** START OF Text passage **
Eventually we embarked on the famous “SS Kedmah,” and arrived in Haifa about one week later. The British were still in control then, I don’t know how things were arranged, but I was put on a bus to the Beit Lid camp where there was more basic training; eventually I was posted to Ramat Gan to do guard duty, four hours on, four hours off.  This was the Army Headquarters, and I actually saw Ben-Gurion arrive there one day when I was on duty.

Guard duty was extremely boring and I was very pleased to hear that English-speakers were being recruited to the Codes & Ciphers unit of Air Force Signals. I was accepted for this course which I completed with the rank of sergeant. I was then posted to various camps all over the country. Those that I recall were Ekron, St Jeans, Sdom, Ramat David and Herzlia. In all these camps my job was to decipher and encipher messages coming through the Signals Unit. Our work was Top Secret and no one – not the signals operators, nor even the camp CO – was supposed to enter the Codes & Ciphers office.

I was discharged from the army after the cease-fire and joined a group of Anglo- Saxons who were founding Moshav Habonim.  

Through Machal, we were entitled to visit our home countries, and on my return journey (which followed much the same route as when I had come to Israel), I met my future husband in the transit camp, waiting for a ship to take us to Israel. We were married on Moshav Habonim in October 1950, and recently celebrated our 52nd wedding anniversary.
** END OF Text passage **
** START OF Records shown **
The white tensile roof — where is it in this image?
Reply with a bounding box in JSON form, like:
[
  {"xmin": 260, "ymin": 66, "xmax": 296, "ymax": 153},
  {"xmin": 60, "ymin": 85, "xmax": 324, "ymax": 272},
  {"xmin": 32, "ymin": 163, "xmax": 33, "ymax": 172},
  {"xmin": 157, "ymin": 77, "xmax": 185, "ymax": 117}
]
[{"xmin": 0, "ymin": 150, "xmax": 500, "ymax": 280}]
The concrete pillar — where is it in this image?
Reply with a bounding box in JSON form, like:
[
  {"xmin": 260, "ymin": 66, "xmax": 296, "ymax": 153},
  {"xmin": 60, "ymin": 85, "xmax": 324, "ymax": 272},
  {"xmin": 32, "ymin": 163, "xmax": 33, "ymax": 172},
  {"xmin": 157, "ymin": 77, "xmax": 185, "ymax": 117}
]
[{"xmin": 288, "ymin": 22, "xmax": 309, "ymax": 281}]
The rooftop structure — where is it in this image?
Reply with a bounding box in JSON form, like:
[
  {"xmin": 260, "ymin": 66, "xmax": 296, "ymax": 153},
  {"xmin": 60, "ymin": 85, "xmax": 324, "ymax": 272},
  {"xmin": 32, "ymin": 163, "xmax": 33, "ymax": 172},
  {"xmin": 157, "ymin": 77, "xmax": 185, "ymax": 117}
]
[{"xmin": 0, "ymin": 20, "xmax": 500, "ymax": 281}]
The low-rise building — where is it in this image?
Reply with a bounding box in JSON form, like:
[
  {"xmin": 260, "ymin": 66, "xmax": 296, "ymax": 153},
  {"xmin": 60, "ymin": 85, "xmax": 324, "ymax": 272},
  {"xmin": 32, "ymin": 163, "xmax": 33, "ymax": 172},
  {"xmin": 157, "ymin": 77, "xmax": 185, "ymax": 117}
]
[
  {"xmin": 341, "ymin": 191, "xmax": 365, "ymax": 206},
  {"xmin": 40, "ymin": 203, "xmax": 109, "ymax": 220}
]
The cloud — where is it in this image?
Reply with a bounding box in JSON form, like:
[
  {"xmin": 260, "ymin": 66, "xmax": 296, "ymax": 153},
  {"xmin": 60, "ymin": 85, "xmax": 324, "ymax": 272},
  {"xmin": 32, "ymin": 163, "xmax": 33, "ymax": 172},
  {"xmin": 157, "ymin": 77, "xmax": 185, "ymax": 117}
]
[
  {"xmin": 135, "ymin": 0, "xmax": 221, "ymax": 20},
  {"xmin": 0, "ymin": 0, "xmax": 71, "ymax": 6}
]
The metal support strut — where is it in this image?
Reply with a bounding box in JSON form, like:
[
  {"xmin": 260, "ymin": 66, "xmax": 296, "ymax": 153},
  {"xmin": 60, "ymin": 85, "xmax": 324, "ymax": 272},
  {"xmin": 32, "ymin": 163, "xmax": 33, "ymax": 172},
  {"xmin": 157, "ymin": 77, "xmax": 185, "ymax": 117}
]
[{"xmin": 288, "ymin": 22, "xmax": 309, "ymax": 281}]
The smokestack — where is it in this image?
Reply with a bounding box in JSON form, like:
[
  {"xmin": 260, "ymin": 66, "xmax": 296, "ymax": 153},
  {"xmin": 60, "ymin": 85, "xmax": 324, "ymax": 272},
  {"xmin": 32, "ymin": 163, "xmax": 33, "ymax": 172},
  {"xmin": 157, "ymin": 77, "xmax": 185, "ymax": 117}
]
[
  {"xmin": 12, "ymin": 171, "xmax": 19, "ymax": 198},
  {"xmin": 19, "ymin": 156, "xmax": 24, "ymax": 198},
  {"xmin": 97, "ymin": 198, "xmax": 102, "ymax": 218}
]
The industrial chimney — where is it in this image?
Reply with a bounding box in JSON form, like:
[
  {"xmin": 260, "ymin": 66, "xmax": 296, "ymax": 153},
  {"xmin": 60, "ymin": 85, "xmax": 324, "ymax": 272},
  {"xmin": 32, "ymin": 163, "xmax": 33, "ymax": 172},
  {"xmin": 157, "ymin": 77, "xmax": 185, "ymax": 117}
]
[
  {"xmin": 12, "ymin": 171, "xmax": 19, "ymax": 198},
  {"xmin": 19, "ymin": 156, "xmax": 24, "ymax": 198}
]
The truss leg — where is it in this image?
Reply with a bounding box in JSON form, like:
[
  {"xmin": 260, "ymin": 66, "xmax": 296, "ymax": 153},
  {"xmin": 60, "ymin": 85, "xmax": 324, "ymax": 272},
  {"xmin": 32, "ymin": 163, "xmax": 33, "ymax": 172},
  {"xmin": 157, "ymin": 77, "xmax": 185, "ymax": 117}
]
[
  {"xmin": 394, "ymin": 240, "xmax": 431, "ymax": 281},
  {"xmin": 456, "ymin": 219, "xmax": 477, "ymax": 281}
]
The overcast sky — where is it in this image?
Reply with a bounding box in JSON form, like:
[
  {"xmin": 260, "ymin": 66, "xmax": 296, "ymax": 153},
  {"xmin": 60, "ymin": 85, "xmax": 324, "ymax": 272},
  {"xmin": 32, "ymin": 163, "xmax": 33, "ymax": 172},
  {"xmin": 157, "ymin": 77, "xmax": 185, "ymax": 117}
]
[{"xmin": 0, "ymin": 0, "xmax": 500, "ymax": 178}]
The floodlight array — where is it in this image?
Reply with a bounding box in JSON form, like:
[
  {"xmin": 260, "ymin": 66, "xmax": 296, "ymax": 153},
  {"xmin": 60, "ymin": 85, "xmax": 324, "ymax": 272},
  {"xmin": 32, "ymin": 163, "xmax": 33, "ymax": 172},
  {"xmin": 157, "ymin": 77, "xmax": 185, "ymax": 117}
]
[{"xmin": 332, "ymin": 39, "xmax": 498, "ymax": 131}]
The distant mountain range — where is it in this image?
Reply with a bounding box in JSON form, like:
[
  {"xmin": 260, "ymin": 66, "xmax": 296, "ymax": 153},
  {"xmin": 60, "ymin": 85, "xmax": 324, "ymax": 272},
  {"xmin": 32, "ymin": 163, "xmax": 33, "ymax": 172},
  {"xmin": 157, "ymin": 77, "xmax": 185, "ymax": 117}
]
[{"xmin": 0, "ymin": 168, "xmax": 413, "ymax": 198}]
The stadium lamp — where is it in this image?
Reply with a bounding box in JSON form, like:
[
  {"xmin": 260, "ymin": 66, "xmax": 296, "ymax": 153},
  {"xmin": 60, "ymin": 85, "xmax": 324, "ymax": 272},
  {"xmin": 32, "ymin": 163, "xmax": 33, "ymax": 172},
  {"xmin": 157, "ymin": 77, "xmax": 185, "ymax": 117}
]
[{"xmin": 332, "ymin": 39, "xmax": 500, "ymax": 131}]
** END OF Records shown **
What this task involves – Please print, word for word, the section of the account of army service in Israel that runs from "I was discharged" up to and including "52nd wedding anniversary.".

Exercise response –
I was discharged from the army after the cease-fire and joined a group of Anglo- Saxons who were founding Moshav Habonim.  

Through Machal, we were entitled to visit our home countries, and on my return journey (which followed much the same route as when I had come to Israel), I met my future husband in the transit camp, waiting for a ship to take us to Israel. We were married on Moshav Habonim in October 1950, and recently celebrated our 52nd wedding anniversary.